Problem to work on
Identify every line in the items below that contains the word "horizon", and copy each of those lines in full.

(Items from a dataset)
◇ ◇ ◇ ◇ ◇ ◇ ◇
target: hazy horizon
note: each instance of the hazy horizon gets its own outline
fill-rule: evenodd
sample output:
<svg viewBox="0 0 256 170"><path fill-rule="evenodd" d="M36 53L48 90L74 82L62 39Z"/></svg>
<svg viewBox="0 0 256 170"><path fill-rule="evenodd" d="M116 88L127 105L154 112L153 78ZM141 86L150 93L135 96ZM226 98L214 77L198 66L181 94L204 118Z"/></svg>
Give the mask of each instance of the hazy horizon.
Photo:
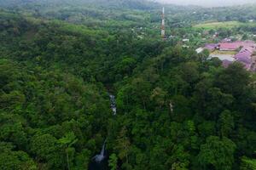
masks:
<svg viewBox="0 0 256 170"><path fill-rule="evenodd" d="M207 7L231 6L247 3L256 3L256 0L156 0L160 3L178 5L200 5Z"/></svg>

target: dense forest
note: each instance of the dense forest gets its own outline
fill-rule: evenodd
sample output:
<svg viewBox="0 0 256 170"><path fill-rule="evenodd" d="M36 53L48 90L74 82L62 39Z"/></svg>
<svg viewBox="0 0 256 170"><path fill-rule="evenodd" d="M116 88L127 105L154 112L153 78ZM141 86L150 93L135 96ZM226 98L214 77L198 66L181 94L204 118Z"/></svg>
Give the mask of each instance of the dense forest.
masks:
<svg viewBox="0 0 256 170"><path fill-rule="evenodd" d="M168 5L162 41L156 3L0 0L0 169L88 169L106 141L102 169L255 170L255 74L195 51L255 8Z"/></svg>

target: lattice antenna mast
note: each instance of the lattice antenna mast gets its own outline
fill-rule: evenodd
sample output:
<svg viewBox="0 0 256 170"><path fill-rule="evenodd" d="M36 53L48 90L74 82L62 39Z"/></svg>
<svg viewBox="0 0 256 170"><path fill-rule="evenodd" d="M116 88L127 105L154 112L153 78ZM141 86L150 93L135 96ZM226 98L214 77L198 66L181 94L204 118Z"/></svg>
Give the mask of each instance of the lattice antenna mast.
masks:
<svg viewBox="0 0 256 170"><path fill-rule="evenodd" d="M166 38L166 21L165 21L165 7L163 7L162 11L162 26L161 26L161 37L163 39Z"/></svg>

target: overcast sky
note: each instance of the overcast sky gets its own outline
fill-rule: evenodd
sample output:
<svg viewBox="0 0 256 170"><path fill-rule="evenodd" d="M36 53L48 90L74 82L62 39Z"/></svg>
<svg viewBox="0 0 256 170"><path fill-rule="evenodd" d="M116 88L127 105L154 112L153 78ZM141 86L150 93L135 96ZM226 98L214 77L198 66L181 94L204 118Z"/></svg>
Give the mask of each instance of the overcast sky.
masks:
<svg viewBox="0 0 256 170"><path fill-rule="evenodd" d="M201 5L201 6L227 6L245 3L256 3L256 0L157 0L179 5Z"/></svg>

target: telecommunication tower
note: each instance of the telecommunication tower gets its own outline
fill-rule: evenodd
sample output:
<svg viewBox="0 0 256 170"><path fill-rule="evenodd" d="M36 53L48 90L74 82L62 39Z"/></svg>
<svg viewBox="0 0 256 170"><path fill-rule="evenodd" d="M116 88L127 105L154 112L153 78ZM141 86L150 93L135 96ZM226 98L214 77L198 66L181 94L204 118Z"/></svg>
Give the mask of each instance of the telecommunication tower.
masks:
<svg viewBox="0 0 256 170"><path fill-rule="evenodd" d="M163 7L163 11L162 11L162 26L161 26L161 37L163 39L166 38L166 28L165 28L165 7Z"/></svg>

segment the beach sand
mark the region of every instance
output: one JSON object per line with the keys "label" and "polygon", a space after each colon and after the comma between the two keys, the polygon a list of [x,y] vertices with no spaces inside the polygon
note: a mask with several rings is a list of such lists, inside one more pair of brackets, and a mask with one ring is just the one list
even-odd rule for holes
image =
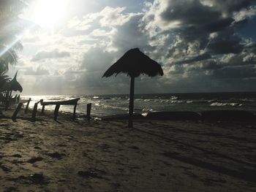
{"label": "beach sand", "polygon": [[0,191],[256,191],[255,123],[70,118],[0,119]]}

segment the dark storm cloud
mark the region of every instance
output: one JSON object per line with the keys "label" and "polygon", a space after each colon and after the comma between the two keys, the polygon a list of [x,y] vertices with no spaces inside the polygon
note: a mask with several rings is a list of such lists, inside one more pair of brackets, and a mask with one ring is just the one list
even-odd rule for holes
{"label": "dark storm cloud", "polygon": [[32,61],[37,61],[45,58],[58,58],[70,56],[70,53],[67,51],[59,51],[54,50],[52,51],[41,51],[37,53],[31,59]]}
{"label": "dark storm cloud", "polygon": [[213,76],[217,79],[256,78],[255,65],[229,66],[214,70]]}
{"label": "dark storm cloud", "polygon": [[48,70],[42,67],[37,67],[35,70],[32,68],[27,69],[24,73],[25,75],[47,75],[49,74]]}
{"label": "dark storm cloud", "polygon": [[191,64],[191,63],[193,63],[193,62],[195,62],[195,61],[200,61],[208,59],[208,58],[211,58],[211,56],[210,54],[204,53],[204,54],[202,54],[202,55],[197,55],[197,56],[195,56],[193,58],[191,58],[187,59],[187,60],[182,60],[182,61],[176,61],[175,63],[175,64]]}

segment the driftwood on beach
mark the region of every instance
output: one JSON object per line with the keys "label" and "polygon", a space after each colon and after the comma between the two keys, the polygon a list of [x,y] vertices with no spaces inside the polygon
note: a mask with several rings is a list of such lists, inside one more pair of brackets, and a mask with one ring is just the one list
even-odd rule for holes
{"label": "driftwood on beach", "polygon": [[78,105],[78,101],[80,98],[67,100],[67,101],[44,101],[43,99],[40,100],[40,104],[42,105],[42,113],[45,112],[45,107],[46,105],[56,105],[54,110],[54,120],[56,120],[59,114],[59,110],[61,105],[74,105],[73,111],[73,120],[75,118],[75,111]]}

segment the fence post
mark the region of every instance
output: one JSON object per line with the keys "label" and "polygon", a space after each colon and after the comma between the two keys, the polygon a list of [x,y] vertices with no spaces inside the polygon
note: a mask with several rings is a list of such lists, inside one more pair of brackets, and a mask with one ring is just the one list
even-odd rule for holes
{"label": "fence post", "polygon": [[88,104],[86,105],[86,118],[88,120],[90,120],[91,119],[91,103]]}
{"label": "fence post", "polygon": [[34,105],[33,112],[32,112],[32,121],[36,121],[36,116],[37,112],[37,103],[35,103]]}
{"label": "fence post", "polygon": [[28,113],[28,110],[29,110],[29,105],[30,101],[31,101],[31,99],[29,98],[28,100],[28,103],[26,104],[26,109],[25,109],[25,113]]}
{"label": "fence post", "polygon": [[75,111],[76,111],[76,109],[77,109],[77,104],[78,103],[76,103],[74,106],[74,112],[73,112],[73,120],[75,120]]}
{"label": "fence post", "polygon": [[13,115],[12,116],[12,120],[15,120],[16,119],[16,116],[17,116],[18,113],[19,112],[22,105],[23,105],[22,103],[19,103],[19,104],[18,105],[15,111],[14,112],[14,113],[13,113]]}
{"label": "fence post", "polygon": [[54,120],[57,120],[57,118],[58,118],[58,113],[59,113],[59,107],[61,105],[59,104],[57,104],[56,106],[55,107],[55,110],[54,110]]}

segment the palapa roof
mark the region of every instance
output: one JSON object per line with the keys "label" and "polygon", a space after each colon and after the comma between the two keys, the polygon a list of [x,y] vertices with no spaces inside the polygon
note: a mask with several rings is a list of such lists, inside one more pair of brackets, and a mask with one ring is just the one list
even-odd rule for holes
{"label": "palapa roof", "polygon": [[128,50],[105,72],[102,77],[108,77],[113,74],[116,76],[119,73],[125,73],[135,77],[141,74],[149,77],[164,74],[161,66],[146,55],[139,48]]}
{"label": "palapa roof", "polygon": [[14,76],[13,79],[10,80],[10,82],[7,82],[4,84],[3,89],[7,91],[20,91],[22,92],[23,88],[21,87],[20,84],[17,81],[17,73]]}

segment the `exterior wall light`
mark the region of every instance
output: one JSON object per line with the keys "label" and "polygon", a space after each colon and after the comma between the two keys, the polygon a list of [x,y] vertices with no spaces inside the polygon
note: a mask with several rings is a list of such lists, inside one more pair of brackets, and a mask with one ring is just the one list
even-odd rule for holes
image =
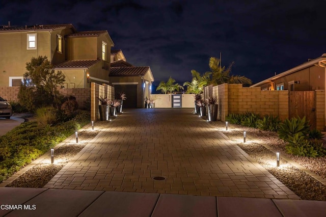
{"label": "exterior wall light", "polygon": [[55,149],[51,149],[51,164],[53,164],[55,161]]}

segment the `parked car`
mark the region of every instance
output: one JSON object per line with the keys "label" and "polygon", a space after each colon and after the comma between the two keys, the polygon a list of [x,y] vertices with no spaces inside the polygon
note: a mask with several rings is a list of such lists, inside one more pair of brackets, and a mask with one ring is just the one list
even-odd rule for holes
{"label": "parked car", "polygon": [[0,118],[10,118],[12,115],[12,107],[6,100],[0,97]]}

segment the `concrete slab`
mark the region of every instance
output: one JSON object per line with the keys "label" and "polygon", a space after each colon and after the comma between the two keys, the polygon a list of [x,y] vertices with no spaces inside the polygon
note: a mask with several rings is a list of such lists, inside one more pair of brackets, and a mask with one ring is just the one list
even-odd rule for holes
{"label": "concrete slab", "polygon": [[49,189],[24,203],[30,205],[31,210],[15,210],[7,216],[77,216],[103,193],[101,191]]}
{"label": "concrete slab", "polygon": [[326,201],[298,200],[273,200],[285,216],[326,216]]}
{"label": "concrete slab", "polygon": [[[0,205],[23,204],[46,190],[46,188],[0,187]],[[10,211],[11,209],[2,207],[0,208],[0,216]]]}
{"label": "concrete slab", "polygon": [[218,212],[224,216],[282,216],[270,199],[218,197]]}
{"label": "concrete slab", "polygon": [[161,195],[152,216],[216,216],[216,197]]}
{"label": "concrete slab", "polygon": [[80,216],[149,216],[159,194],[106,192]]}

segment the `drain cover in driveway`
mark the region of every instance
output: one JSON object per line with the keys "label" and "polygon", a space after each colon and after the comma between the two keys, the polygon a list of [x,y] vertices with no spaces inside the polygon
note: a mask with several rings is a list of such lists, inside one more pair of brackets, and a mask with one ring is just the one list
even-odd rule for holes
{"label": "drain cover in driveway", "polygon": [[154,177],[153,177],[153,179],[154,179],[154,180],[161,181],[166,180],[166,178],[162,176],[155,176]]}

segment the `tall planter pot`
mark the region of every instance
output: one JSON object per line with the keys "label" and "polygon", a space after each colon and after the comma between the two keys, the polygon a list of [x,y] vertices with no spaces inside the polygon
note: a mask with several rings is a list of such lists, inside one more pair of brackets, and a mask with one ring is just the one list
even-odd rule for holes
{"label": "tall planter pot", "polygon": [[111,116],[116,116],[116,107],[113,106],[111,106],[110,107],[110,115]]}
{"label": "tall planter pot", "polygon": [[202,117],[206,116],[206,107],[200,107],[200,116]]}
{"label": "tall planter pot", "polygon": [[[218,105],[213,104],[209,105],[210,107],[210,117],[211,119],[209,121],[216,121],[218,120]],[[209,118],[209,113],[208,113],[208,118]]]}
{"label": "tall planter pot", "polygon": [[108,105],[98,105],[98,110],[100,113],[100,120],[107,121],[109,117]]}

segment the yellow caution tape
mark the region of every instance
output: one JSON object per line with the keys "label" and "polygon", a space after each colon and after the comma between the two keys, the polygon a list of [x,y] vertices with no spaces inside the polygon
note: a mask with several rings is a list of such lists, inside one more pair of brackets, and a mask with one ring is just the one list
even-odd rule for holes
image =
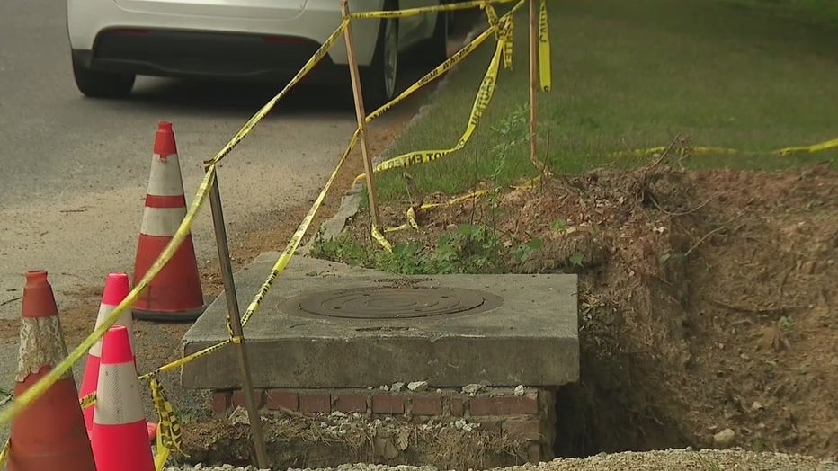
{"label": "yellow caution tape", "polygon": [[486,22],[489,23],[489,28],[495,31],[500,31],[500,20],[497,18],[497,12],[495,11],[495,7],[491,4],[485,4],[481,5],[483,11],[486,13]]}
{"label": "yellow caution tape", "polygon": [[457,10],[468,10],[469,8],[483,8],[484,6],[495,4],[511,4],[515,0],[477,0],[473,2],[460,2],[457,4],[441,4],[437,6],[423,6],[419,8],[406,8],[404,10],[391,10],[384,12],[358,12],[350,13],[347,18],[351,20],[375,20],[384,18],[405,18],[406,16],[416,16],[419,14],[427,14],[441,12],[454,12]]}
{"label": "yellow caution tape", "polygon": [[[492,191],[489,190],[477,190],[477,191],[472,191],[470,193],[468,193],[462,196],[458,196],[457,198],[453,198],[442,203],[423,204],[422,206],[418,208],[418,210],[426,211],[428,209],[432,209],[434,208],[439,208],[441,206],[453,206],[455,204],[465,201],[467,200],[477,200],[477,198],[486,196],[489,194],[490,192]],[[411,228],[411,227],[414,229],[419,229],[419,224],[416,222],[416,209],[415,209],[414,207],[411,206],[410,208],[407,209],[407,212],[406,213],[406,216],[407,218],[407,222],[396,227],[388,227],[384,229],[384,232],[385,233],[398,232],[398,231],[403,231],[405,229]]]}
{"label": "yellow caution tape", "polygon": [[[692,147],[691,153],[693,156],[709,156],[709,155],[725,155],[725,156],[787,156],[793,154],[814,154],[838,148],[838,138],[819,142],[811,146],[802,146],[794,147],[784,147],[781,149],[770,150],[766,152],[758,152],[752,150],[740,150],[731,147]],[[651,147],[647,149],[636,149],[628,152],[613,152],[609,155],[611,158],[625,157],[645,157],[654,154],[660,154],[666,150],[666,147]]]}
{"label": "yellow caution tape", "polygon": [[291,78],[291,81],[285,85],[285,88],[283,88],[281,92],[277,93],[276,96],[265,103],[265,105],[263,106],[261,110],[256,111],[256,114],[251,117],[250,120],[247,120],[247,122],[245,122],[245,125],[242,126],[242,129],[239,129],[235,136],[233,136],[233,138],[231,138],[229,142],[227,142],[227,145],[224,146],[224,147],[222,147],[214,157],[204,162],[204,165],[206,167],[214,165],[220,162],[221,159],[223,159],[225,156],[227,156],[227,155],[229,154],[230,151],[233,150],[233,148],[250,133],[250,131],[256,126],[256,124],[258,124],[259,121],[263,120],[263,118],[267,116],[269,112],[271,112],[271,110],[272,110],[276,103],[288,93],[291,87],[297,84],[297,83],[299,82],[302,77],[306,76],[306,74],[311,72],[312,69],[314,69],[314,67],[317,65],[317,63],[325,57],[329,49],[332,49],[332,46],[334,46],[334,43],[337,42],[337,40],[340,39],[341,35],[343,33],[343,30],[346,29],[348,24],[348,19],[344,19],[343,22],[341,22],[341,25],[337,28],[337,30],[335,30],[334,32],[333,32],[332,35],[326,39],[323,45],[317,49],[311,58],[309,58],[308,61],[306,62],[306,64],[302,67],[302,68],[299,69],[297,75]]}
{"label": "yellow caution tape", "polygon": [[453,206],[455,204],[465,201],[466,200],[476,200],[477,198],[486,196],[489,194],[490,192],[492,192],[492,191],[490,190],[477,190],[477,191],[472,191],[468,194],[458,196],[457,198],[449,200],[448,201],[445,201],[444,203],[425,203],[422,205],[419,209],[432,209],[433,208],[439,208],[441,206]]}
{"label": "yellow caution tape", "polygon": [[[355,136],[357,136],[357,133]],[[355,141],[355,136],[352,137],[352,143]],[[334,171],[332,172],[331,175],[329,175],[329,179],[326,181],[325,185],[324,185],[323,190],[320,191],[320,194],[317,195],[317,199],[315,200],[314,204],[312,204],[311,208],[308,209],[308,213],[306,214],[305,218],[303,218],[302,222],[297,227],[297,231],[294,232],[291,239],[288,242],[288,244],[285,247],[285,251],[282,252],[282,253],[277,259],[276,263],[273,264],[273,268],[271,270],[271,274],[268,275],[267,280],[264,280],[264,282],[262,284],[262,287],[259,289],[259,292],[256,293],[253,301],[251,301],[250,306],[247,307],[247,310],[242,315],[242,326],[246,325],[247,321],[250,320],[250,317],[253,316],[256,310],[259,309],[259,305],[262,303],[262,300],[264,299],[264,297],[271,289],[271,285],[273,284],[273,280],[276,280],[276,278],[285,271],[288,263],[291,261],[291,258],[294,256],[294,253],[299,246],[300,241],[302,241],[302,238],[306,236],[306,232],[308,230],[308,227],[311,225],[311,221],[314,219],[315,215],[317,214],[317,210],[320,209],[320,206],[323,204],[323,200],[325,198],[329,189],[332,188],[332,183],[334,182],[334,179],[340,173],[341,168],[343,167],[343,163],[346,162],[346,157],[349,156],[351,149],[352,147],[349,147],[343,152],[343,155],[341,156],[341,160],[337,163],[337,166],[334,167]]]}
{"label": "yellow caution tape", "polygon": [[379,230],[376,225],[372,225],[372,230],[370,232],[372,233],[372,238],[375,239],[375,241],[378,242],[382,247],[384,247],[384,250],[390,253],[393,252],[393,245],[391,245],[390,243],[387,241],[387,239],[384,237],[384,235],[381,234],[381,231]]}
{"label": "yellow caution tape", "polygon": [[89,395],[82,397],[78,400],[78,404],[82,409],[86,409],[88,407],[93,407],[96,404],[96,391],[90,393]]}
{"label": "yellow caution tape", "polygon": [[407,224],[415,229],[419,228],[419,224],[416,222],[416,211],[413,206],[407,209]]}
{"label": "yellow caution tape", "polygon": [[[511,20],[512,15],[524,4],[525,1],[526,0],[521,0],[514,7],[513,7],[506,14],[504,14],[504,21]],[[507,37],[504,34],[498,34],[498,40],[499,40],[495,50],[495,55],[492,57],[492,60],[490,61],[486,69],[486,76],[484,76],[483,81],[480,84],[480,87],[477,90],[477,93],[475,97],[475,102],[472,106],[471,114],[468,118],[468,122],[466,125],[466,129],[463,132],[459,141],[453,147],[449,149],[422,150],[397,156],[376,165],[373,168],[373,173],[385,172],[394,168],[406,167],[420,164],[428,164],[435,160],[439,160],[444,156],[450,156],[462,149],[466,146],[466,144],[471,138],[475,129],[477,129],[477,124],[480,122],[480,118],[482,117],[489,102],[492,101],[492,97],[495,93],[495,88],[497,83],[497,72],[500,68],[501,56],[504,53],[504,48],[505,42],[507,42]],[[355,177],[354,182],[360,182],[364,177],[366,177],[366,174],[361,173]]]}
◇ ◇ ◇ ◇ ◇ ◇ ◇
Task result
target: hazy horizon
note: each instance of the hazy horizon gets its own outline
Give the mask of each instance of the hazy horizon.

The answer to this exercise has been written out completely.